0
votes

I am very new to Python. In our company we use Base SAS for data analysis (ETL, EDA, basic model building). We want to check whether replacing it with Python is possible for big chunk of data. With respect to that i have following few questions :

  1. How do python handle large files? my PC has RAM of 8gb and i have a flat file of 30gb (say a csv file). I would generally do operations like left join, deleting, group by etc. on such file. This is easily doable in SAS i.e. I don't have to be worried about low RAM. Are the same operations doable in python? would appreciate if somebody can provide the list of libraries & code for the same.

  2. How can i perform SAS operations like "PROC SQL" in python to create dataset in my local PC while fetching the data from server. i.e. In sas i would download 10mln rows (7.5 gb of data) from SQL server by performing following operation


libname aa ODBC dsn =sql user = pppp pwd = XXXX; libname bb '<<local PC path>>';

proc sql outobs = 10000000;
create table bb.foo as
select * from aa.bar
;quit;

What is the method to perform the same in python. Again just to remind you - my PC has only 8 gb RAM

1

1 Answers

0
votes

Python and specially python 3.X provides a lot of tools for handling large files.One of them is using iterators.

[WRITTEN TASK A]: Return every line in the records that contains the string "positive", treating case as significant.
The thread above has no connection to the records.

[INPUT FOR THIS TASK]:
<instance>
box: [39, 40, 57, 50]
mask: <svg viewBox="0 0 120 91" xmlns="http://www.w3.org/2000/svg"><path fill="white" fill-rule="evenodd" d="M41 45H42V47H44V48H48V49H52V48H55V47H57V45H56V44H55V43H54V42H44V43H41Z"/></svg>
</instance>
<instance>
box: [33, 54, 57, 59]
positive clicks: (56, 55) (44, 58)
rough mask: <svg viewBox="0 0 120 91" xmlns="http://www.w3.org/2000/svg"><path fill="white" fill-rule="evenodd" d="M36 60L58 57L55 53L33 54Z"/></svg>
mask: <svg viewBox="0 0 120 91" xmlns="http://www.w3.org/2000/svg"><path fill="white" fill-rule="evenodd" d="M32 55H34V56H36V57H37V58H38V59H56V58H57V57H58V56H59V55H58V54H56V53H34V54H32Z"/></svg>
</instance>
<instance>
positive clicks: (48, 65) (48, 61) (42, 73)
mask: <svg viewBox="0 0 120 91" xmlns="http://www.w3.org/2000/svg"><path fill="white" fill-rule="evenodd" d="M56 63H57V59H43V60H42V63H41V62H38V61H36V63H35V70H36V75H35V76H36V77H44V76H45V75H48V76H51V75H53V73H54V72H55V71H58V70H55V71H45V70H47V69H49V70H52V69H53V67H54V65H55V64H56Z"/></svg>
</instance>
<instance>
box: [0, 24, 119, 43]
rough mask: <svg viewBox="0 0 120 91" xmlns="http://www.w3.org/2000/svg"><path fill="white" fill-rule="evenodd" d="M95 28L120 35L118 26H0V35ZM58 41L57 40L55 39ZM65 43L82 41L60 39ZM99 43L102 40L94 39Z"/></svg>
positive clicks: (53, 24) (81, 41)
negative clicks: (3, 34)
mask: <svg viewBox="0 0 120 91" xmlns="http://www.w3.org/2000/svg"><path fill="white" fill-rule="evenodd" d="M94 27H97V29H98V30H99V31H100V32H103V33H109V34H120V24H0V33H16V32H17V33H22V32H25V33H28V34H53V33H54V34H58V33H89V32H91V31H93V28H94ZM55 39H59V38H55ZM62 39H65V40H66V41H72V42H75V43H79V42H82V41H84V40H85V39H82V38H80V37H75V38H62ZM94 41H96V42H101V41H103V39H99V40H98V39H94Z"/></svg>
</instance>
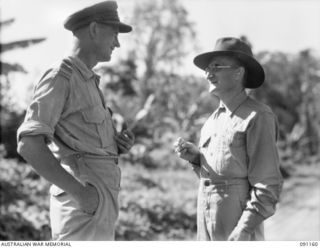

[WRITTEN TASK B]: According to the thread, how large is the flat file the poster wants to work with?

[EXPECTED OUTPUT A]:
positive clicks: (56, 55) (44, 58)
positive clicks: (48, 65) (48, 61) (42, 73)
positive clicks: (53, 24) (81, 41)

[EXPECTED OUTPUT B]: 30 GB